##### Data rows #####

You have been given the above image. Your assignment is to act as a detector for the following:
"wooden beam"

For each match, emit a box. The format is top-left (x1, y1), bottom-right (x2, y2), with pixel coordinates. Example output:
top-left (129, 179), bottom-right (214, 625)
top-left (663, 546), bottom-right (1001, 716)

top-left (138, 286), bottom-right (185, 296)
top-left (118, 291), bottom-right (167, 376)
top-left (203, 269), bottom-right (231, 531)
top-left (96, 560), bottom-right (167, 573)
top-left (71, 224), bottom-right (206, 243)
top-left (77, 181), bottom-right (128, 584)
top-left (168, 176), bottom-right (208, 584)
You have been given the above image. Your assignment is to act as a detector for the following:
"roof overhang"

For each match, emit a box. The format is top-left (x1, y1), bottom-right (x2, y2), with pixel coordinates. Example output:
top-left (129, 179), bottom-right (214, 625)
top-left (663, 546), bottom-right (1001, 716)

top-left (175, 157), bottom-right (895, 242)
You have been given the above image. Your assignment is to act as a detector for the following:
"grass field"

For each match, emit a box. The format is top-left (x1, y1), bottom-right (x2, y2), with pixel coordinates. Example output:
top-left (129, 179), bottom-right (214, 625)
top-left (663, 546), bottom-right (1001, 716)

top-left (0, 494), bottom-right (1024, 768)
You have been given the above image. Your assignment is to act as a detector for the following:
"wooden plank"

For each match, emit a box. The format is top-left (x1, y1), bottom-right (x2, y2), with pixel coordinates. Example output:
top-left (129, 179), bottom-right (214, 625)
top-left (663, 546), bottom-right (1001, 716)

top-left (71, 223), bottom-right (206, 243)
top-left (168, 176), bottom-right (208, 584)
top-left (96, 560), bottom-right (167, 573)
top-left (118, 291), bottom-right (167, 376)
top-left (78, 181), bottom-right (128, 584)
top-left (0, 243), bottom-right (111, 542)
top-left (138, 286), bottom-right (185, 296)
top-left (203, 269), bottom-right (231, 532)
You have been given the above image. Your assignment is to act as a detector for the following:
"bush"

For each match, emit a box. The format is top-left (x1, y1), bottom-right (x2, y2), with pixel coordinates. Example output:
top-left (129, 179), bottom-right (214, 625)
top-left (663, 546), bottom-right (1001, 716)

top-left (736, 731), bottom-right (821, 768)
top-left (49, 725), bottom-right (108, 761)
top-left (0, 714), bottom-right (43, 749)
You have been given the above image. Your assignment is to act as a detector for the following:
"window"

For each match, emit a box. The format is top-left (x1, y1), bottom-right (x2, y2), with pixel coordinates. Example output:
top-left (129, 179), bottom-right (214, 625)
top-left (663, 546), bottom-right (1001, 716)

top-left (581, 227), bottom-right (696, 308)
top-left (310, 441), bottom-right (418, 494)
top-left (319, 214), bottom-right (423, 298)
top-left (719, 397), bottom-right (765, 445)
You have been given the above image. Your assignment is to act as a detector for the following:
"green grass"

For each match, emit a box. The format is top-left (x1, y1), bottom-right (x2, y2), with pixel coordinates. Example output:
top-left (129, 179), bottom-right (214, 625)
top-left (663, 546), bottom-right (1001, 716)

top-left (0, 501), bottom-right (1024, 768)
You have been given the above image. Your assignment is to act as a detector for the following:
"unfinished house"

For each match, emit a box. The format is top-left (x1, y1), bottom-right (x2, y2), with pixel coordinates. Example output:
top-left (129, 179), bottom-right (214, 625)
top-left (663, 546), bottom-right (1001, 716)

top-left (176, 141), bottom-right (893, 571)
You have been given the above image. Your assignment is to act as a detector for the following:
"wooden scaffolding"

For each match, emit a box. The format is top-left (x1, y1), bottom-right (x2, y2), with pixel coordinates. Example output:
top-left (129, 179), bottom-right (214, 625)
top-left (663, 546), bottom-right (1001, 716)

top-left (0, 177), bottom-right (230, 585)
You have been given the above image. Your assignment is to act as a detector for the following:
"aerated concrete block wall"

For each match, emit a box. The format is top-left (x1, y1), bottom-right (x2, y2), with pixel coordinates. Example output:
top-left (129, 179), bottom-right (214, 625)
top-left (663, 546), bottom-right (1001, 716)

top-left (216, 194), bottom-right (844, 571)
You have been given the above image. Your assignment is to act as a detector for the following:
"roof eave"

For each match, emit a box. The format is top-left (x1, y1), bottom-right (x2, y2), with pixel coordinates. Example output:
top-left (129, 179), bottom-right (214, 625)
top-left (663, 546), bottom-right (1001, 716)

#####

Can you output the records from the very beginning through the line containing "top-left (0, 494), bottom-right (1024, 768)", with both of those lines included, repeating every line exactly?

## Answer for the task
You have been given the above image. Your assignment is to act as a detector for the following:
"wooden beam"

For each match, emit a box. The format is top-left (x1, y1), bottom-right (x2, y2), with pixel coordinates. Example output:
top-left (129, 179), bottom-right (214, 625)
top-left (663, 546), bottom-right (1001, 716)

top-left (138, 286), bottom-right (185, 296)
top-left (118, 291), bottom-right (167, 376)
top-left (203, 269), bottom-right (231, 531)
top-left (96, 560), bottom-right (167, 573)
top-left (71, 224), bottom-right (206, 243)
top-left (77, 181), bottom-right (128, 584)
top-left (168, 176), bottom-right (208, 584)
You have been given the above image. Your assignment is to act as a detector for the following:
"roof overhang"

For each match, emit a box. The format is top-left (x1, y1), bottom-right (x2, y2), with pixel coordinates. Example output:
top-left (129, 179), bottom-right (214, 625)
top-left (663, 546), bottom-right (1001, 716)

top-left (175, 157), bottom-right (895, 242)
You have been given the above image. Your assignment is to act as a detector for the following:
"grass field"

For each match, emit a box. The format is top-left (x1, y1), bottom-right (x2, y2), with pixel coordinates. Example output:
top-left (129, 179), bottom-right (214, 625)
top-left (663, 546), bottom-right (1001, 716)

top-left (0, 494), bottom-right (1024, 768)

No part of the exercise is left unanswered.